>> Start TEXT EXCERPT
To Kill A Mockingbird
by Harper Lee

Reading and Understanding the Novel

|Unit Objectives |
|Novel packet |To Kill a Mockingbird Student Survival Guide|

"--there is one institution that makes a pauper the equal of a Rockefeller, the stupid man the equal of an Einstein, and the ignorant man the equal of any college president. That institution, gentlemen, is a court."

Atticus Finch, Chapter. 20

Novel Projects

Option 1: Multigenre Web Project

Option 2: Create your own newspaper

This option is available to Ms. Hogue's students in 2008.

About Choosing Partners

Scoring Rubrics:
Option 1
Option 2

Graphic Organizers



 


To get back to top

 

Most of your reading for this novel is to be done outside of class, but some reading days are included in the calendar. Please have your book with you each day. There will be class time provided for your web page work, but you will need to work on your web project outside of class also.


Unit Objectives

  • Students will read Harper Lee's classic novel: To Kill A Mockingbird.
  • A novel packet will help students develop thoughts about characters, keep the events of the plot straight, and think about ideas in the novel in preparation for discussion.
>> End TEXT EXCERPT
>> Start SUPPLIED RECORDS
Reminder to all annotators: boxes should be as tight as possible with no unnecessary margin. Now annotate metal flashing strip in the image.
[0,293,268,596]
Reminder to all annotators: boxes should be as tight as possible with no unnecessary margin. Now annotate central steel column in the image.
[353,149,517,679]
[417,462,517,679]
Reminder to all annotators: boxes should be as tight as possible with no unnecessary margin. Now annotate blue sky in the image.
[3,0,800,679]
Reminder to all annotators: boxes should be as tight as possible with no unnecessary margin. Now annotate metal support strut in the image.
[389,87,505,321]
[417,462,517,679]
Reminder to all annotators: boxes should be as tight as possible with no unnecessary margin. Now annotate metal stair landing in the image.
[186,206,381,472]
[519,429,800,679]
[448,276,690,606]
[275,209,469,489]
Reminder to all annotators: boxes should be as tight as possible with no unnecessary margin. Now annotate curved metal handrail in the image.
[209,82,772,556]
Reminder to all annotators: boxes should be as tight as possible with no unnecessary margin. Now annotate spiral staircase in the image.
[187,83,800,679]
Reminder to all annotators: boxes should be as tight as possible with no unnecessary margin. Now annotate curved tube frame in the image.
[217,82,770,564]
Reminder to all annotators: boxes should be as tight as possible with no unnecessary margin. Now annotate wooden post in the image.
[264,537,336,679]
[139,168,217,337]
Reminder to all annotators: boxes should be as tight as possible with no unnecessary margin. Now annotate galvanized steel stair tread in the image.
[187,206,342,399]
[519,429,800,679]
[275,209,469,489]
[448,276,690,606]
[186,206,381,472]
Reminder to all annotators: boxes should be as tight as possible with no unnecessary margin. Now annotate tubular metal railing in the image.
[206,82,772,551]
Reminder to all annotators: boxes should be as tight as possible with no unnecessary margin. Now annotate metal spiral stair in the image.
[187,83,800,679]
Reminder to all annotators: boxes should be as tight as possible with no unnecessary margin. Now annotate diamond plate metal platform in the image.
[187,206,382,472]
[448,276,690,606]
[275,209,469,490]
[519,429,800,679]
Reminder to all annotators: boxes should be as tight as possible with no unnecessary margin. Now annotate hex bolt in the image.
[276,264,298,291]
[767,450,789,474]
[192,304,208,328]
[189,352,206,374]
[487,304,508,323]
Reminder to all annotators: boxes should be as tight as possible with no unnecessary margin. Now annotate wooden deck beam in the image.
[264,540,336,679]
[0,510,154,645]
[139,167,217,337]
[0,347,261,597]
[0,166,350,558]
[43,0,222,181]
>> End SUPPLIED RECORDS
> EXERCISE TASKS:
**1)** According to the To Kill a Mockingbird unit page, where is most of the reading for the novel to be done?
**2)** Extend the To Kill a Mockingbird unit page, picking up after its final line.

> ANSWERS PROVIDED:
**1)** Most of the reading is to be done outside of class.

**2)**
  • Students will discuss with peers both online (in Moodle) and face to face in class. See the unit calendar for discussion days. Students must have their novels with them on those days.
  • Students will show their understanding of the novel by creating and publishing a novel project. There are two options in 2008. Both projects are to be created collaboratively, multigenre in nature, and published online.

Choosing Partners

  • No more than three students per group (no exceptions)
  • Choose partners who share your work ethic
  • Choose partners from your own class period
  • Do not leave anyone partnerless! Look around.

Novel Projects

Option 1: A multigenre hypertext project

Your multigenre hypertext project has two main components, but four parts in total:

  • one (1) main essay (literary analysis essay in third person with text support)
  • three (3) connected/related genre pieces that support, expand, help develop ideas in main essay

The Main Essay:

This is a collaborative project, including planning and writing the main essay. As a team, choose a topic from the following list and work together to plan and write your essay.

  • courage and fear
  • some people serve as moral compasses for the rest of us
  • growing up/loss of innocence
  • loneliness
  • the effects of racial prejudice on a small community
  • the symbolism of the mockingbird (innocence or goodness senselessly destroyed)
  • topic of your own choosing

The essay needs to be organized logically. You need an introductory paragraph as well as a concluding paragraph. The body of the essay may be two to four paragraphs, depending upon how much you have to say.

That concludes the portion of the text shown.